What you are asked to do: Pull every line holding the string "white" from the records below.

Supplied data Block Start

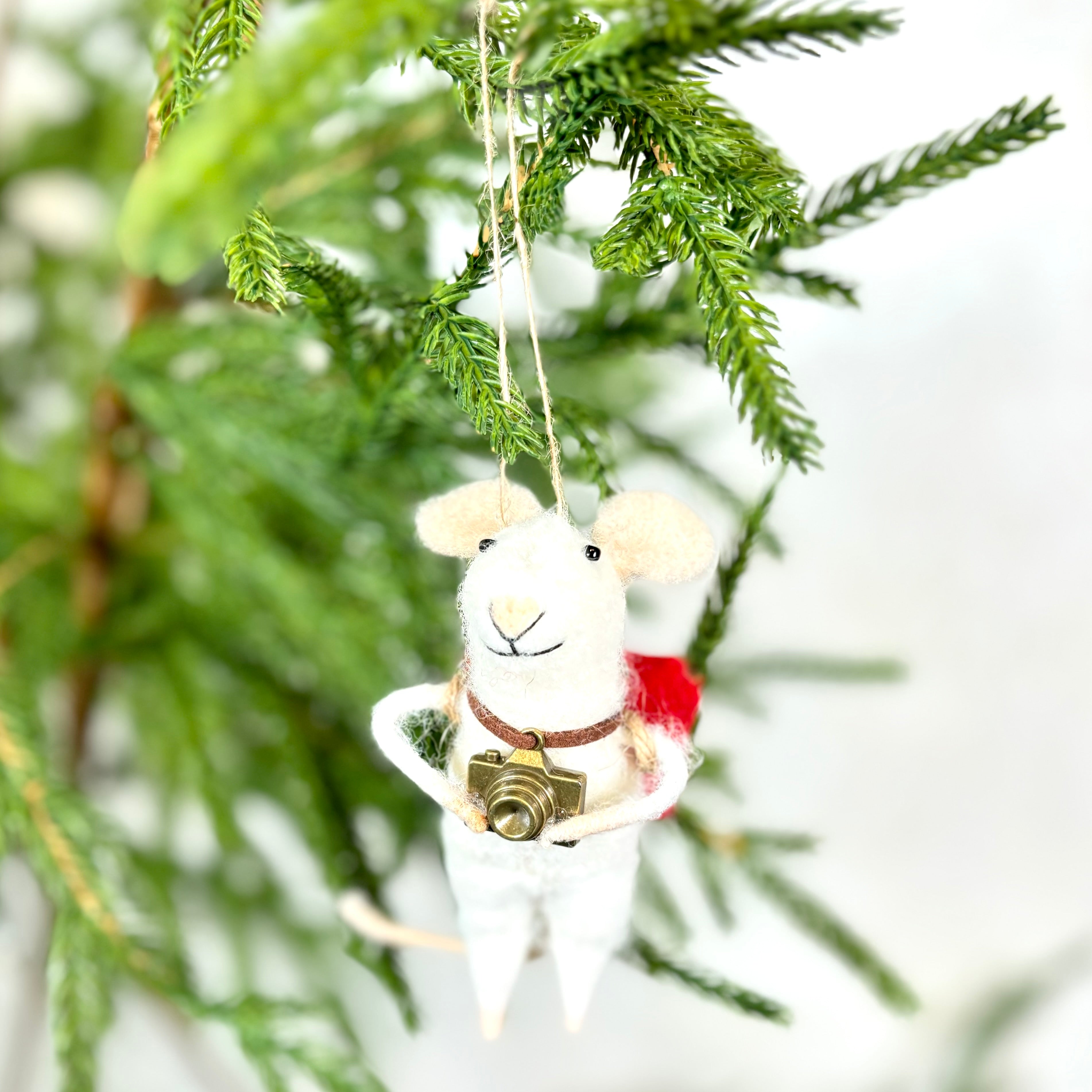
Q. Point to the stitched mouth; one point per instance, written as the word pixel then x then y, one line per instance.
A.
pixel 516 652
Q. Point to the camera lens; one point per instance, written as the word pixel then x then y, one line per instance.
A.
pixel 514 819
pixel 519 804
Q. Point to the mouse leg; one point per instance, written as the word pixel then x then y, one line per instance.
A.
pixel 589 915
pixel 496 909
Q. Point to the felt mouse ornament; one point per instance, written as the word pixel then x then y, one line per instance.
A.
pixel 545 682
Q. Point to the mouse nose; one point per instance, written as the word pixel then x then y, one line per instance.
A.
pixel 515 616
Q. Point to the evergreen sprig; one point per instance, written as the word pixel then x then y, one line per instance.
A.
pixel 869 193
pixel 213 34
pixel 713 623
pixel 659 42
pixel 464 351
pixel 670 219
pixel 255 264
pixel 644 955
pixel 811 915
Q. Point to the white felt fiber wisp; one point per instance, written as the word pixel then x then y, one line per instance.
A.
pixel 544 613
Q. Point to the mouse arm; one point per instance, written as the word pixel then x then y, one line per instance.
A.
pixel 673 772
pixel 387 721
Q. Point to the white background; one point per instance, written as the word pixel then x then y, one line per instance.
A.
pixel 952 529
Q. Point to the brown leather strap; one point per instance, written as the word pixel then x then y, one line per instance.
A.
pixel 516 739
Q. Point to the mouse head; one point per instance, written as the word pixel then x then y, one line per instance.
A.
pixel 543 604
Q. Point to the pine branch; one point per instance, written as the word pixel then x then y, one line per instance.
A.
pixel 740 329
pixel 713 624
pixel 255 264
pixel 641 954
pixel 816 920
pixel 82 969
pixel 682 126
pixel 869 193
pixel 464 351
pixel 822 286
pixel 658 43
pixel 210 175
pixel 595 461
pixel 218 33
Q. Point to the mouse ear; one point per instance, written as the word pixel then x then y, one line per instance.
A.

Supplied data Block End

Task solution:
Q. Point to the white felt fiber wisp; one point per instance, written as the word pixel then x then y, one line per instance.
Q. Point to the white background; one point per instance, written as the word pixel then x then y, one line per instance.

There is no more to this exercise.